**Location annotation dataset excerpts**.
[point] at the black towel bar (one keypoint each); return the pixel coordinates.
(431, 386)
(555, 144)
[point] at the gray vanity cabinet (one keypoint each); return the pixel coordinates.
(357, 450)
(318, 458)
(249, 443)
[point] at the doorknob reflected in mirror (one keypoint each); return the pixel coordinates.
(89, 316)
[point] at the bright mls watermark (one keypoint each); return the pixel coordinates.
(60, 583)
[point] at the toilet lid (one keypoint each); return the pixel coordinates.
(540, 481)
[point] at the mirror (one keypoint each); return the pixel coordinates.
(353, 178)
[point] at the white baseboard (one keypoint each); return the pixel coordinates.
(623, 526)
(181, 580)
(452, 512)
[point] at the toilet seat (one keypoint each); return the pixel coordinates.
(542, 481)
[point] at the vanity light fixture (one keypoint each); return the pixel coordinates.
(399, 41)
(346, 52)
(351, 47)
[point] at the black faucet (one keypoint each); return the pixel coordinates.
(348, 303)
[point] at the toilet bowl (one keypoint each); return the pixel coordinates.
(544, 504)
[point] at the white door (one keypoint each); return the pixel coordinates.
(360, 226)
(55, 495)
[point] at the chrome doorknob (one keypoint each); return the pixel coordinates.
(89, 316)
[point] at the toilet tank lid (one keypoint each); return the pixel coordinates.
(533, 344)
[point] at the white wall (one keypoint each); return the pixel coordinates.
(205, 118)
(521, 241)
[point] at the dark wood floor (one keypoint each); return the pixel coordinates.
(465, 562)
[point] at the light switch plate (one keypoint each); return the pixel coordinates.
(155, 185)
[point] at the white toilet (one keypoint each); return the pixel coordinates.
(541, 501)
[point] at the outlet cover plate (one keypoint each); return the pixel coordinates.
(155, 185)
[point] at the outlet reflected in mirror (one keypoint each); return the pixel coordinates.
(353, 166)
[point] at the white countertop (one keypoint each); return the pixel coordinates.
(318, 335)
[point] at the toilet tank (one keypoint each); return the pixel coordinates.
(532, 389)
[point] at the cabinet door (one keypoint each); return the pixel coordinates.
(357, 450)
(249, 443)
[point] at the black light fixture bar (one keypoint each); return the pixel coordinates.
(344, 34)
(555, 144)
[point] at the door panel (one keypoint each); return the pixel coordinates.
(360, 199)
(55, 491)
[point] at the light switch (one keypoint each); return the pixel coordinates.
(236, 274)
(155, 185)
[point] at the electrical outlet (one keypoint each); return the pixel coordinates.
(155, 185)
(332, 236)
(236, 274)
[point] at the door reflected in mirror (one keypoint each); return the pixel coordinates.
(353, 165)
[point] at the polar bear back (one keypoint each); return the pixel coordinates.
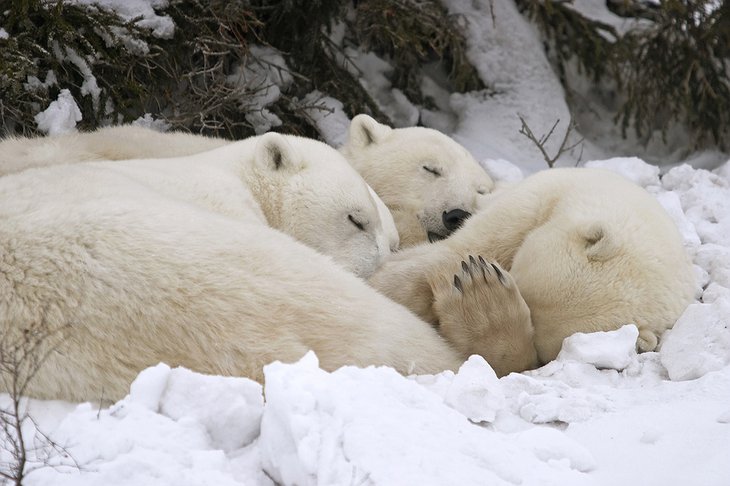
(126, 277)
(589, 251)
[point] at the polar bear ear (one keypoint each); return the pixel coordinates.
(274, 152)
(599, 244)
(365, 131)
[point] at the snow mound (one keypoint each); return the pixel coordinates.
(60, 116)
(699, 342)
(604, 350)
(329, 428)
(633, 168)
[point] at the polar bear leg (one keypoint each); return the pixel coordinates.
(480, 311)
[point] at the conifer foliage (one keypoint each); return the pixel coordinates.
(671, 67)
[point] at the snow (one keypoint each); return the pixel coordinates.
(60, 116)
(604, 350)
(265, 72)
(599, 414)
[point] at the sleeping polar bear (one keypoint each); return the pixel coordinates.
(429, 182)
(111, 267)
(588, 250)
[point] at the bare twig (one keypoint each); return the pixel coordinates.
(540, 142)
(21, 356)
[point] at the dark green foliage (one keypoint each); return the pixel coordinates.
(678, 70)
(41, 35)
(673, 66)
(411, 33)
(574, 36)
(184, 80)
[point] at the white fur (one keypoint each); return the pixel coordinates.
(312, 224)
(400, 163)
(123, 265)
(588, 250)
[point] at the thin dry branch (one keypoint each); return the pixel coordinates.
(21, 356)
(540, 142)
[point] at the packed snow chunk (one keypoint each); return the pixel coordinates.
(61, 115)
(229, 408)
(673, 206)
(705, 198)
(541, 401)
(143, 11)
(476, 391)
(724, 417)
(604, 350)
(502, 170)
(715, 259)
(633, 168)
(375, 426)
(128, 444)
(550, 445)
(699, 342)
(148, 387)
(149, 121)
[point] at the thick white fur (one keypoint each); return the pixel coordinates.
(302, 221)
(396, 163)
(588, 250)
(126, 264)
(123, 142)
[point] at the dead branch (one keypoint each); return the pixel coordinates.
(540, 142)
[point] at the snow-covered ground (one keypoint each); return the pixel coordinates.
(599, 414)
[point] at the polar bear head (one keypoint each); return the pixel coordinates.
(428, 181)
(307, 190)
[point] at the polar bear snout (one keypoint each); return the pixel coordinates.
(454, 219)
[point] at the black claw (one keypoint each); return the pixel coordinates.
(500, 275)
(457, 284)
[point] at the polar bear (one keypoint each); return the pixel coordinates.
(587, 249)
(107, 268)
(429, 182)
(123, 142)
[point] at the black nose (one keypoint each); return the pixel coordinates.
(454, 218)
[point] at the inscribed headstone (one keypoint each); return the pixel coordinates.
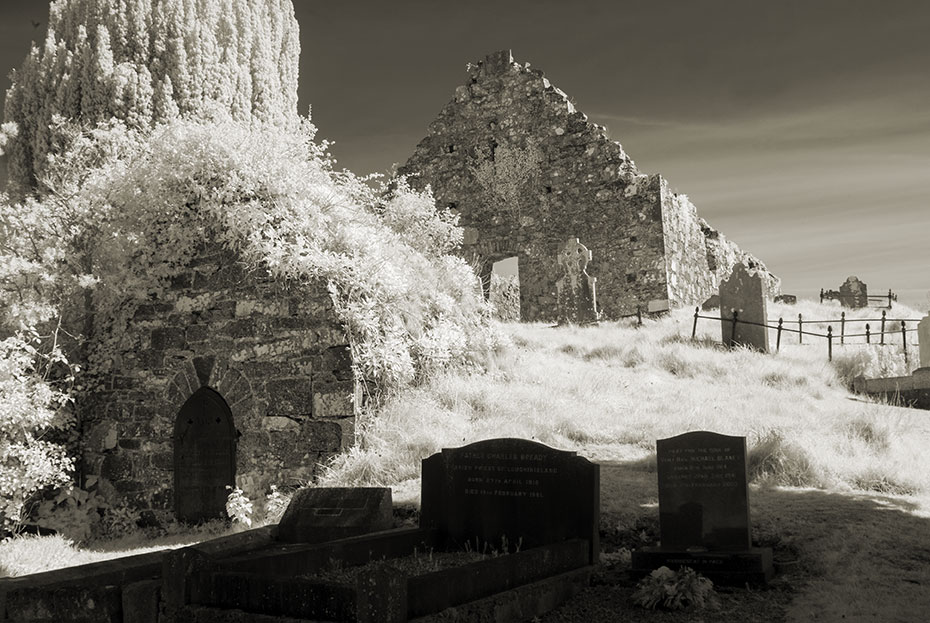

**STATED PROBLEM**. Without the pictures, print the whole listing exactly as given.

**EXERCISE ANSWER**.
[point] at the black towel bar (one keypoint each); return the pixel coordinates.
(431, 386)
(555, 144)
[point] at the gray vanity cabinet (one keypoint each); return the pixel coordinates.
(357, 450)
(318, 458)
(249, 443)
[point] at the doorknob reflected in mirror (one keypoint each); return the pixel coordinates.
(89, 316)
[point] at the bright mls watermark (one keypoint each); return the pixel coordinates.
(60, 583)
[point] at the toilet lid (one keypoint each); return the pixel coordinates.
(540, 481)
[point] at the mirror (one keypoint each); return the pixel coordinates.
(353, 178)
[point] at the white baseboard (one keypoint each); return the pixel coordinates.
(623, 526)
(181, 580)
(452, 512)
[point] at the toilet seat (one keypoint each); return the pixel coordinates.
(542, 481)
[point] at the vanity light fixture (one keypoint each); return the pixel coordinates.
(399, 41)
(346, 52)
(351, 47)
[point] at the black faucet (one keypoint each); return the pixel coordinates.
(348, 303)
[point] at the toilet bowl (one keypoint each); return the pixel coordinates.
(544, 504)
[point] at the white door (one keypoint each); return the pixel coordinates.
(360, 226)
(55, 495)
[point] at the chrome doorknob (one keypoint each); return the pixel coordinates.
(89, 316)
[point] at the toilet tank lid (one keypoint each); return the pixel coordinates.
(533, 344)
[point] at the white wall (one keypoint each); return the pixel coordinates.
(205, 118)
(521, 241)
[point] at the dark wood floor (one keypoint each); return the pixel coordinates.
(465, 562)
[point] at the light switch plate (one keypoint each); return the pixel coordinates.
(155, 185)
[point] at the white toilet (one keypoint each); return the pixel coordinates.
(541, 501)
[point] at the outlet cover plate (one keypoint each); return the pixel coordinates.
(155, 185)
[point] at the outlet reflected in mirror (one keypoint each); return the pixel coordinates.
(353, 166)
[point] at the white countertop (one keypoint each); return the pixel coordinates.
(318, 335)
[point] at the toilet tank (one keypoint each); return the pixel coordinates.
(532, 389)
[point] at the cabinet door (one keypoint each); return the pixel coordinates.
(357, 450)
(249, 443)
[point] at the black light fixture bar (one keypoint each); return the pixel coordinates.
(344, 34)
(555, 144)
[point] at the door panel (one keypoint each); return the pixel coordinates.
(360, 199)
(55, 491)
[point] at the light switch (one keypoint each); return the pixel coordinates.
(236, 274)
(155, 185)
[point] at the electrical outlet (one keypoint each); return the pixel coordinates.
(155, 185)
(332, 236)
(236, 274)
[point] at the door reflected in mirror (one keypoint each); return the pixel coordinates.
(353, 165)
[point] at the polar bear back (one keypoint each); return the pixel coordinates.
(126, 277)
(589, 251)
[point] at the polar bear ear (one keypoint each); return the pixel coordinates.
(274, 152)
(599, 244)
(365, 131)
[point] at the snow mound (one keypoint each); return the pixel coordinates.
(60, 116)
(699, 342)
(604, 350)
(329, 428)
(633, 168)
[point] at the polar bear leg (one keypoint each); return the pixel coordinates.
(480, 311)
[point] at the conifer foliage (one keypoint each); return the pixel coordinates.
(671, 67)
[point] at the snow (one keypoint each); return the pixel coordinates.
(60, 116)
(604, 350)
(265, 72)
(599, 414)
[point] at the sleeping polar bear (one keypoint each); return the pixel coordinates.
(429, 182)
(111, 267)
(588, 250)
[point] at the bare twig (one keypoint each); return the pixel coordinates.
(540, 142)
(21, 356)
[point] at the dark green foliage (one keypoint each); return the pixel coordinates.
(678, 70)
(41, 35)
(673, 66)
(411, 33)
(574, 36)
(184, 80)
[point] at the white fur (one keypoint each); return the pixel coordinates.
(312, 224)
(400, 163)
(123, 265)
(588, 250)
[point] at the thin dry branch (one keypoint each); return the pixel coordinates.
(21, 356)
(540, 142)
[point] at the packed snow chunk (one keypoint each); return the pixel coordinates.
(61, 115)
(229, 408)
(673, 206)
(705, 198)
(541, 401)
(143, 11)
(476, 391)
(724, 417)
(604, 350)
(502, 170)
(715, 259)
(633, 168)
(375, 426)
(128, 444)
(550, 445)
(699, 342)
(148, 387)
(149, 121)
[point] at the thick white fur (one keypoint each); return the pixel coordinates.
(302, 221)
(396, 163)
(588, 250)
(126, 264)
(123, 142)
[point] at the dead branch (one keypoint each); return the pixel coordinates.
(540, 142)
[point] at the snow-covered ground (one keypoint each); return the pixel coordinates.
(599, 414)
[point] at the polar bear head (one keypoint each); return the pixel coordinates.
(428, 181)
(307, 190)
[point] at the polar bear snout (one keypoint each); return the pixel coordinates.
(454, 219)
[point] at the black claw (one keypoint each); return the pixel coordinates.
(500, 275)
(457, 284)
[point] at the polar bear (one keypoint each); return the pixel coordinates.
(587, 249)
(107, 268)
(429, 182)
(123, 142)
[point] at the black nose (one keypoint each); return the pixel coordinates.
(454, 218)
[point] at the inscribed headstone (one keypoint each); return the pixel coordinates.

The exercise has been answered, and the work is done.